Excerpts from a dataset
= = = =

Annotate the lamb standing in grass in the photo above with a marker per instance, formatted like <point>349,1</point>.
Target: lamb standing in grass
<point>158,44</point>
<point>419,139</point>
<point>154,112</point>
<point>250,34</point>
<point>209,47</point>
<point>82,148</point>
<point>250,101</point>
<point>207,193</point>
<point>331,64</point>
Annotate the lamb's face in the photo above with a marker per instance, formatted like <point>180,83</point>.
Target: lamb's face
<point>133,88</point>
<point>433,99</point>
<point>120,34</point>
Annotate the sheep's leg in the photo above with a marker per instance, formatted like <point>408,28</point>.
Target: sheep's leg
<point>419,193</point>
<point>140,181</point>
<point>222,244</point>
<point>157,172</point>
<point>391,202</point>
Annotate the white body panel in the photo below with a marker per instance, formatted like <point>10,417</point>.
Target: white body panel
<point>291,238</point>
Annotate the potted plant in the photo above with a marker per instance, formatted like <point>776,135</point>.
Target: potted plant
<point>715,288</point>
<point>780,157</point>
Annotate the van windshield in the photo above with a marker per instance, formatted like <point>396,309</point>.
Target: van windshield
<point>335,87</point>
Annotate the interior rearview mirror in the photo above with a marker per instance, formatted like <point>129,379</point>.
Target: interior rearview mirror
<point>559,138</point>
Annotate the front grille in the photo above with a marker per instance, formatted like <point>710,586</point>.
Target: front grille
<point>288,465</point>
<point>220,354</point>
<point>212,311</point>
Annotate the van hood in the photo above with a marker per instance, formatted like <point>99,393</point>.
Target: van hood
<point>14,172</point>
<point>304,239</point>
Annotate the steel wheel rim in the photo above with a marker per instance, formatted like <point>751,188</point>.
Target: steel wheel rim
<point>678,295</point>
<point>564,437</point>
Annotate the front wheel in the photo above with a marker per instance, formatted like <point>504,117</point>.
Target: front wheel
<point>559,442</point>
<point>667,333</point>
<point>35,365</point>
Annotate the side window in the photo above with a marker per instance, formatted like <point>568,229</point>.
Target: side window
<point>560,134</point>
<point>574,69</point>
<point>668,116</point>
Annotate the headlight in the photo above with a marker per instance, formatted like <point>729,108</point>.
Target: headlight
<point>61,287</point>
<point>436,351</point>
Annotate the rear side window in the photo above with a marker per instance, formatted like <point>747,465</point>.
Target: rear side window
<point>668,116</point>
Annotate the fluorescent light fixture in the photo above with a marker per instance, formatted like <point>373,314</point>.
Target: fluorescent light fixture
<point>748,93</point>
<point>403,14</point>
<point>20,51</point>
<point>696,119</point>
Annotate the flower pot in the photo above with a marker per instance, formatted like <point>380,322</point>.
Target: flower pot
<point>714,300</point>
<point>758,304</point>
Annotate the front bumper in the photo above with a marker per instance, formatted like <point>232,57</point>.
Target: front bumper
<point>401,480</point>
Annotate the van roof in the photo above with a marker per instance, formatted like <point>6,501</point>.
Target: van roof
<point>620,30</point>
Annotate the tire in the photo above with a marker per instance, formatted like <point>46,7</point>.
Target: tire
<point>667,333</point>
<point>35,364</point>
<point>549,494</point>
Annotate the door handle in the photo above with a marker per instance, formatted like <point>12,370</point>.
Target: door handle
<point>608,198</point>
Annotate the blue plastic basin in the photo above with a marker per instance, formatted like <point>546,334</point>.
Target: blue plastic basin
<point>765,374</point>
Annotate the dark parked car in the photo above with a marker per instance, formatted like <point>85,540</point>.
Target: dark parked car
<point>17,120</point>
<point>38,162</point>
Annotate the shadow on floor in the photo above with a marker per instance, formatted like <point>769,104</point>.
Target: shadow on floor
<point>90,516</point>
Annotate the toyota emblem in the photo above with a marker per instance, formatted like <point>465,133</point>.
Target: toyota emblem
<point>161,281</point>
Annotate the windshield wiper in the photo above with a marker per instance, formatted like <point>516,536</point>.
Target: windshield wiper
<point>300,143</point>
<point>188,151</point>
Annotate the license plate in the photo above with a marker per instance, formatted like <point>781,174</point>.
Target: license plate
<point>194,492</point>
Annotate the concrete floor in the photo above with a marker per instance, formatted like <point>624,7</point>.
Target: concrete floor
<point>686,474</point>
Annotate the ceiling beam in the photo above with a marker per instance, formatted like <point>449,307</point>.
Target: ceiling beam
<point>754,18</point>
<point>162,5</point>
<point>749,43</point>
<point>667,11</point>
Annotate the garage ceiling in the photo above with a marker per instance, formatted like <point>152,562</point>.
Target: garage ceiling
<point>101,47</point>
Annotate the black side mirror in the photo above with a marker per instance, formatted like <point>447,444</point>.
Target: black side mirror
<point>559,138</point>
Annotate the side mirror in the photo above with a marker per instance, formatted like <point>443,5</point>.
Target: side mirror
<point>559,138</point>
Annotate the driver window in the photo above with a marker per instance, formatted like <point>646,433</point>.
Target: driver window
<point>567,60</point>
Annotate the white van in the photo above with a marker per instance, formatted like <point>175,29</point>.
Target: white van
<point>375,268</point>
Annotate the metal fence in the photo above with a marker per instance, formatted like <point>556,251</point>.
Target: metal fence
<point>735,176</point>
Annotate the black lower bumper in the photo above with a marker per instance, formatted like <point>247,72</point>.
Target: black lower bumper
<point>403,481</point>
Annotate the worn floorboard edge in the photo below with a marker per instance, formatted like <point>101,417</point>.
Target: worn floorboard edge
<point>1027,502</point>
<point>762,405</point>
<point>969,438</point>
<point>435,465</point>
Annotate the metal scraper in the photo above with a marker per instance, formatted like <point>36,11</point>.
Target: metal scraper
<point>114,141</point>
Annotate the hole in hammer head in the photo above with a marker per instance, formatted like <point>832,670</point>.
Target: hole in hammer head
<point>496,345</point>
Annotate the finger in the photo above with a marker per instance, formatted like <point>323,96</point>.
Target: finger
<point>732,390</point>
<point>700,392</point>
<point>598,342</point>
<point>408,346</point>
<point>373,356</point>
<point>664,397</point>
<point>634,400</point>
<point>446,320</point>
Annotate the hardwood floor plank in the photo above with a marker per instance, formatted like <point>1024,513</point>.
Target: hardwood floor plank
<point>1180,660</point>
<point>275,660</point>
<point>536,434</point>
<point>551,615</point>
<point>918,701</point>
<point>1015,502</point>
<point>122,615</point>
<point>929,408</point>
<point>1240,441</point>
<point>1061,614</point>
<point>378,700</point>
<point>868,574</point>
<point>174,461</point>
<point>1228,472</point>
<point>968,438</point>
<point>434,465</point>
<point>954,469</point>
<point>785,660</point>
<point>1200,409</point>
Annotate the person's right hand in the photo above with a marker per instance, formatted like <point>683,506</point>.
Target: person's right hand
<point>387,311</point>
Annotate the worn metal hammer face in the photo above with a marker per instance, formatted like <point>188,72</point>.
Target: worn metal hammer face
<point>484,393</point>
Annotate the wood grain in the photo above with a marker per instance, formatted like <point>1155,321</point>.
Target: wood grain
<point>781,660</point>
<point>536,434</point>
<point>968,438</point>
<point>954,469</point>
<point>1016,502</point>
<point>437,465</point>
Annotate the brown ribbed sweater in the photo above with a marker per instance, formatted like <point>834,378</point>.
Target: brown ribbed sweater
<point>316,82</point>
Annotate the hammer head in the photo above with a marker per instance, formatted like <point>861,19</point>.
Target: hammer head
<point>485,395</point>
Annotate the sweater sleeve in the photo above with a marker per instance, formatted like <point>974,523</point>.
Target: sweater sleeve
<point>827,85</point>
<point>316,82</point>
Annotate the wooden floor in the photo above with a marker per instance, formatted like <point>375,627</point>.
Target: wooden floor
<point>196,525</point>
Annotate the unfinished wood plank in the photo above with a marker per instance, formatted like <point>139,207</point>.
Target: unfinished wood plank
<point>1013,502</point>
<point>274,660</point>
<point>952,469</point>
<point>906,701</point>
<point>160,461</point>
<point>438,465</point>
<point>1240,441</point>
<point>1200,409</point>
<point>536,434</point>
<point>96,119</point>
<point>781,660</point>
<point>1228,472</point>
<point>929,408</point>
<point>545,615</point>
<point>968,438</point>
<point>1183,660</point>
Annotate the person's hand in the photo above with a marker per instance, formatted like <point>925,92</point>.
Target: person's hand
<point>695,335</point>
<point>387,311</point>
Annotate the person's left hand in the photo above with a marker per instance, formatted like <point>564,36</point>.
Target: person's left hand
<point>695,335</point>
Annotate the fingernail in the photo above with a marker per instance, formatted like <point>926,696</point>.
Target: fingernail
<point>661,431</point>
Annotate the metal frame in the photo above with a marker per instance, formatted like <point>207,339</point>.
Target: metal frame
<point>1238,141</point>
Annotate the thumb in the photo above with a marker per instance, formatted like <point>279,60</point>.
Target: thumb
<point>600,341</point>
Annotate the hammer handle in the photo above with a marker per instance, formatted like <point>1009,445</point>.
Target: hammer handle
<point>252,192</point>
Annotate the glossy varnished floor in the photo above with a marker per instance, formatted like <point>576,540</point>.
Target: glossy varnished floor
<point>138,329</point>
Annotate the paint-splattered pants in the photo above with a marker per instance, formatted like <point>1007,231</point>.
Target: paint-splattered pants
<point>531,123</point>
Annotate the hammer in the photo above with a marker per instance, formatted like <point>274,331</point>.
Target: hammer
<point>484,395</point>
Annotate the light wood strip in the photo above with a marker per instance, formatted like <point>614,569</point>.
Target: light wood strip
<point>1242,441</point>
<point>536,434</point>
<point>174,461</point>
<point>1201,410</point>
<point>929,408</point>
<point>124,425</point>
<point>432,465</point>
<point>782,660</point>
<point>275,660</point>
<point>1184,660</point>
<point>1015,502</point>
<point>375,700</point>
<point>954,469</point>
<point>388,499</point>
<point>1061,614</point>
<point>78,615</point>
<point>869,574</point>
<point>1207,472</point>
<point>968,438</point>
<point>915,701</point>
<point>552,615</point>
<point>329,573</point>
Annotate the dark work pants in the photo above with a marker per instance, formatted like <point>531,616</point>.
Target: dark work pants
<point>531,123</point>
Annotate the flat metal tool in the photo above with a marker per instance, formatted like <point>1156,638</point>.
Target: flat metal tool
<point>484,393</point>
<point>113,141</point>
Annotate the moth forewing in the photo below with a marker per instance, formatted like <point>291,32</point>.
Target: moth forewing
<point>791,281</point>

= = = =

Task goal: Pick out all lines from the data above in which the word "below" appears.

Task solution:
Annotate the white body panel in the photo below with a marker per instance, formatted like <point>10,417</point>.
Annotate the worn floorboard edge in the photo below with a marker per instance, formatted like <point>101,417</point>.
Annotate the moth forewing in the photo below with a marker per instance, formatted like <point>291,32</point>.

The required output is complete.